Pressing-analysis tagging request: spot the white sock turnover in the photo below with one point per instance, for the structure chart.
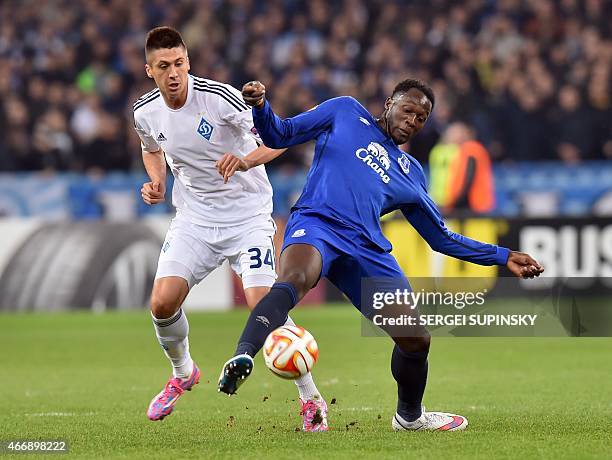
(306, 386)
(172, 334)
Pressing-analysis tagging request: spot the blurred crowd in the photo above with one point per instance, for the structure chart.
(531, 78)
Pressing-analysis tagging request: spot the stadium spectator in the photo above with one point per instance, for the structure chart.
(511, 69)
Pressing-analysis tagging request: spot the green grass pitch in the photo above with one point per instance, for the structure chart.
(88, 379)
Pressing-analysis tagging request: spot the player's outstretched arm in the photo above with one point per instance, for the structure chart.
+ + +
▶ Task description:
Rewrite all of the records above as a numbered list, one line per item, with blank lines removed. Leave the pictures out of the list.

▶ Expected answer:
1. Pressing-analysis tagging request: spot the white sock turnover in the photo below with one point per instance, for the structure chart.
2. (306, 386)
3. (172, 334)
4. Pressing-analysis tagging request: spot the blurred crowd in the photo above with one point per instance, for the structure chart.
5. (531, 78)
6. Pressing-analysis tagging request: spot the stadium spectator in the photo above with one point per instance, for the structure chart.
7. (511, 69)
8. Pressing-analysis tagging request: spot the green grass pitch in the photo above with one point per instance, for the structure chart.
9. (88, 379)
10. Pressing-analysis tagging request: spot the player's outstretched arm in the photo above with one point per instance, for the structure chart.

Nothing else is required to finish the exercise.